§ **Directions**:
A) Repeat the passage of the Nancy Kulp text between "Nancy Jane Kulp" and "The Beverly Hillbillies.", inclusive, swapping "comedian" for "humorist".
B) Translate this sentence from the Nancy Kulp text into Spanish: "Kulp's father was a traveling salesman, and her mother was a schoolteacher and later a principal."

§ **Source text**:
☆ ☆ ☆ ☆ ☆

American actress and educator (1921–1991)

Nancy Jane Kulp (August 28, 1921 – February 3, 1991) was an American character actor, writer and comedian widely known as Miss Jane Hathaway on the CBS television series The Beverly Hillbillies.

==Early life==
Kulp was born to Robert Tilden and Marjorie C. (née Snyder) Kulp in Harrisburg, Pennsylvania. She was their only child. Kulp's father was a traveling salesman, and her mother was a schoolteacher and later a principal. The family moved from Mifflintown, Pennsylvania, to Miami sometime before 1935.

In 1943, Kulp graduated with a bachelor's degree in journalism from Florida State College for Women (now Florida State University). She continued her studies for a master's degree in English and French at the University of Miami, where she was a member of the sorority Pi Beta Phi. Early in the 1940s, she also worked as a feature writer for the Miami Beach Tropics newspaper, writing profiles of celebrities such as Clark Gable and the Duke and Duchess of Windsor.

☆ ☆ ☆ ☆ ☆

§ **Excerpts from a dataset**:
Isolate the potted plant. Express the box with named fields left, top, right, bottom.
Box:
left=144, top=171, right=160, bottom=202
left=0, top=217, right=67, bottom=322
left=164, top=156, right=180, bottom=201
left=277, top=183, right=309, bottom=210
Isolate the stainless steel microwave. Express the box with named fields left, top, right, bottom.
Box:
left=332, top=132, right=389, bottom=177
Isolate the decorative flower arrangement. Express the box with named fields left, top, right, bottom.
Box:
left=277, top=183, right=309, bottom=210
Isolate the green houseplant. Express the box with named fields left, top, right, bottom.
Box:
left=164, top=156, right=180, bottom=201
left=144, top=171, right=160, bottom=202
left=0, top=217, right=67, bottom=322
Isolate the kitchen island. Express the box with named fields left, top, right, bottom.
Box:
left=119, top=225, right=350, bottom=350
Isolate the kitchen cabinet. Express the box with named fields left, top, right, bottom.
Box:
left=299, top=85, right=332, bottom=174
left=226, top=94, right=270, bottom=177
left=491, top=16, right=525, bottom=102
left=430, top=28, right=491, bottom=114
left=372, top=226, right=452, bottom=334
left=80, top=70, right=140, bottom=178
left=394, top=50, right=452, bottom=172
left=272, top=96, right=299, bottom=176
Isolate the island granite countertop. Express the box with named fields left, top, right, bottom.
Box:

☆ ☆ ☆ ☆ ☆

§ **Results**:
A)
Nancy Jane Kulp (August 28, 1921 – February 3, 1991) was an American character actor, writer and humorist widely known as Miss Jane Hathaway on the CBS television series The Beverly Hillbillies.

B) El padre de Kulp era vendedor ambulante, y su madre era maestra y más tarde directora.